- TASK INSTRUCTIONS
Transcribe all the records exactly and omit any images they hold.

- Records from a data source
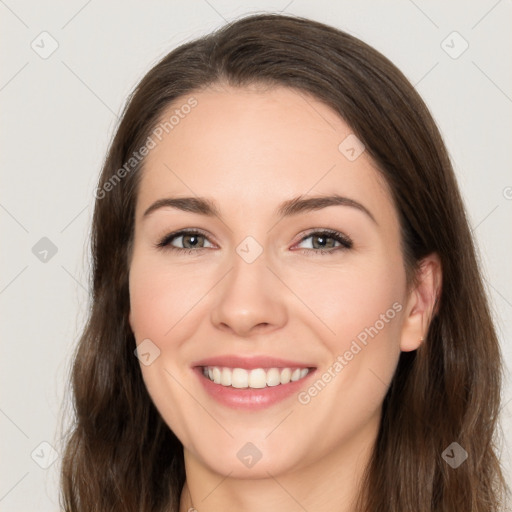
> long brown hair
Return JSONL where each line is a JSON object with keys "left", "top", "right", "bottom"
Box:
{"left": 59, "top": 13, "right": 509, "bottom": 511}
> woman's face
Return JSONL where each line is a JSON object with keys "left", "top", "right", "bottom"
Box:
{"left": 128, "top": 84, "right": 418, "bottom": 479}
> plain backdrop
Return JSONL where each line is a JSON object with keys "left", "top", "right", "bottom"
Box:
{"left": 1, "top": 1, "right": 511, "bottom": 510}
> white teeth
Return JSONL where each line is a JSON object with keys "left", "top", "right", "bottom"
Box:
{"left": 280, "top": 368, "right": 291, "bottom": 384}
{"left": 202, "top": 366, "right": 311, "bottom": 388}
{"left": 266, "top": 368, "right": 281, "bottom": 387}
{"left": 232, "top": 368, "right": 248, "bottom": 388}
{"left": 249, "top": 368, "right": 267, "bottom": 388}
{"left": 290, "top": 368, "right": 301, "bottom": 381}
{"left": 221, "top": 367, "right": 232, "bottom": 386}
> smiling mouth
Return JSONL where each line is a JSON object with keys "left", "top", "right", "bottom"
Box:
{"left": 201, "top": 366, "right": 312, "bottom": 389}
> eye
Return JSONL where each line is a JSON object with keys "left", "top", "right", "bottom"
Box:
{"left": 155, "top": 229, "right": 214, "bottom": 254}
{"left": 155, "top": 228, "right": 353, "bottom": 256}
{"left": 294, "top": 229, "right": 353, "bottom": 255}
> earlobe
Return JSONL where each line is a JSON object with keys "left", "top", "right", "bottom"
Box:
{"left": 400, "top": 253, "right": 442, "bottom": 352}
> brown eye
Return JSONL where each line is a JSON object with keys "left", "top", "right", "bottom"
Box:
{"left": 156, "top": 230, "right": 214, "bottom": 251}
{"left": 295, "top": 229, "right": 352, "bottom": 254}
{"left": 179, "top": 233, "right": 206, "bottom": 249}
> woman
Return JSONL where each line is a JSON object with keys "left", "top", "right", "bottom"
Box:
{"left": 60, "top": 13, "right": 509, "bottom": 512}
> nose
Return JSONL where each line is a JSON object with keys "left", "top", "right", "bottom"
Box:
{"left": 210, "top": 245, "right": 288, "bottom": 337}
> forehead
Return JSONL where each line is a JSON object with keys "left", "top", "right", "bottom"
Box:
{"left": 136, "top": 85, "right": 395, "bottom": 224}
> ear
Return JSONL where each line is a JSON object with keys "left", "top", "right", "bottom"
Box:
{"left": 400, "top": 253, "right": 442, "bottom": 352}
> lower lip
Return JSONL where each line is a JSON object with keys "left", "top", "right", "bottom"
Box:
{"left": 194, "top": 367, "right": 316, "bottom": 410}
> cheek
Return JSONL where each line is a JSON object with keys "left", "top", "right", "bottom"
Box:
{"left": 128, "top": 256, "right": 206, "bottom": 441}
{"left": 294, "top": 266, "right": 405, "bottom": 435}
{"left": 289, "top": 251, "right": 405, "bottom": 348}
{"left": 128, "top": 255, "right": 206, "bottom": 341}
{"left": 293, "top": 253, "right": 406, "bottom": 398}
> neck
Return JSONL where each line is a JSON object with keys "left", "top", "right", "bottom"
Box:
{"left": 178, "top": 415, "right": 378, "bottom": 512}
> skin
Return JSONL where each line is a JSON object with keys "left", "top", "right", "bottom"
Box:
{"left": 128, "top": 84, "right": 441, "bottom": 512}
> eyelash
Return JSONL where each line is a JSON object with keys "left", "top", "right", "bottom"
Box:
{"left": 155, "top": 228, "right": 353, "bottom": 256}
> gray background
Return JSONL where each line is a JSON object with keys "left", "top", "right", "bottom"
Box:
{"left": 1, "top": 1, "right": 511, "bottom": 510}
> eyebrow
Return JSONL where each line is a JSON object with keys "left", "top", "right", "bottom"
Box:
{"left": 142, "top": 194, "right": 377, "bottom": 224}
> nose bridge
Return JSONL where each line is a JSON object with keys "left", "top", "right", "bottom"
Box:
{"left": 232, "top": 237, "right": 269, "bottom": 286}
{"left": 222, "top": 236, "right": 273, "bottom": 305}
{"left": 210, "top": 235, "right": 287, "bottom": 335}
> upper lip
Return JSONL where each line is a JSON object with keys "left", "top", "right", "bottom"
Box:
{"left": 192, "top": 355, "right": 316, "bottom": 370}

- EXERCISE ANSWER
> long brown hair
Return JSONL where each line is a JSON object with keys "left", "top", "right", "bottom"
Box:
{"left": 59, "top": 13, "right": 509, "bottom": 511}
> woman's face
Return JSONL where each line is a JSON object with keys "left", "top", "right", "bottom"
Box:
{"left": 128, "top": 84, "right": 418, "bottom": 479}
> plain backdrop
Return JSONL where each line is a JSON object with keys "left", "top", "right", "bottom"
Box:
{"left": 1, "top": 1, "right": 511, "bottom": 510}
> white teeth
Return JSONL where each line is a JSON object with keys "left", "top", "right", "bottom"
Box:
{"left": 280, "top": 368, "right": 291, "bottom": 384}
{"left": 202, "top": 366, "right": 311, "bottom": 388}
{"left": 266, "top": 368, "right": 281, "bottom": 387}
{"left": 232, "top": 368, "right": 248, "bottom": 388}
{"left": 249, "top": 368, "right": 267, "bottom": 388}
{"left": 290, "top": 368, "right": 301, "bottom": 381}
{"left": 221, "top": 367, "right": 232, "bottom": 386}
> smiling mouth
Return JSONL where each line is a JSON object with keys "left", "top", "right", "bottom"
Box:
{"left": 201, "top": 366, "right": 312, "bottom": 389}
> eye
Return JSONL where each line is a JSON object with keys "left", "top", "right", "bottom"
Box:
{"left": 155, "top": 229, "right": 214, "bottom": 254}
{"left": 155, "top": 228, "right": 353, "bottom": 256}
{"left": 294, "top": 229, "right": 353, "bottom": 255}
> earlobe
Return JSONL where each line is a JSON object with keys "left", "top", "right", "bottom"
Box:
{"left": 400, "top": 253, "right": 442, "bottom": 352}
> brown eye
Return JSONL where each line is a JSON object with keys "left", "top", "right", "bottom"
Box:
{"left": 156, "top": 230, "right": 214, "bottom": 251}
{"left": 295, "top": 229, "right": 352, "bottom": 254}
{"left": 179, "top": 233, "right": 206, "bottom": 249}
> woman
Return JSONL where each line is a JSON object with keys "left", "top", "right", "bottom"
Box:
{"left": 60, "top": 13, "right": 509, "bottom": 512}
> nose
Return JSONL where each line is a JSON object with keys "left", "top", "right", "bottom"
Box:
{"left": 210, "top": 245, "right": 288, "bottom": 337}
> forehead
Return JSONL where each line is a JSON object with keys "left", "top", "right", "bottom"
Box:
{"left": 136, "top": 85, "right": 395, "bottom": 224}
> ear
Return JSONL where each line is a JSON object with keys "left", "top", "right", "bottom"
Box:
{"left": 400, "top": 253, "right": 442, "bottom": 352}
> lower lip
Return JSONL where each line is a JSON object with keys "left", "top", "right", "bottom"
Box:
{"left": 194, "top": 367, "right": 316, "bottom": 410}
> cheek
Return JSONL where each line is a JSON object with keys "left", "top", "right", "bottom"
Box:
{"left": 128, "top": 256, "right": 206, "bottom": 441}
{"left": 294, "top": 266, "right": 405, "bottom": 435}
{"left": 289, "top": 251, "right": 405, "bottom": 348}
{"left": 128, "top": 255, "right": 206, "bottom": 341}
{"left": 293, "top": 253, "right": 406, "bottom": 398}
> neck
Return JSONL where each line is a JSON object with keys "left", "top", "right", "bottom"
Box:
{"left": 178, "top": 415, "right": 378, "bottom": 512}
> skin
Return JSONL where each line is a JSON object with keys "left", "top", "right", "bottom"
Box:
{"left": 128, "top": 84, "right": 441, "bottom": 512}
> eyelash
Return JSONL where each line is a JSON object with keys "left", "top", "right", "bottom"
Box:
{"left": 155, "top": 228, "right": 353, "bottom": 256}
> gray background
Return JSONL where each line is a JSON object with keys "left", "top", "right", "bottom"
Box:
{"left": 1, "top": 1, "right": 511, "bottom": 510}
> eyebrow
Return JSONL where each line is a JSON object with keys "left", "top", "right", "bottom"
Box:
{"left": 142, "top": 194, "right": 377, "bottom": 224}
> nose bridge
Return JSONL where each line is a JSON object with keys "left", "top", "right", "bottom"
Box:
{"left": 232, "top": 237, "right": 269, "bottom": 286}
{"left": 222, "top": 236, "right": 273, "bottom": 305}
{"left": 210, "top": 235, "right": 287, "bottom": 335}
> upper lip
Return JSONL where each line is a JSON object with keys "left", "top", "right", "bottom"
Box:
{"left": 192, "top": 355, "right": 316, "bottom": 370}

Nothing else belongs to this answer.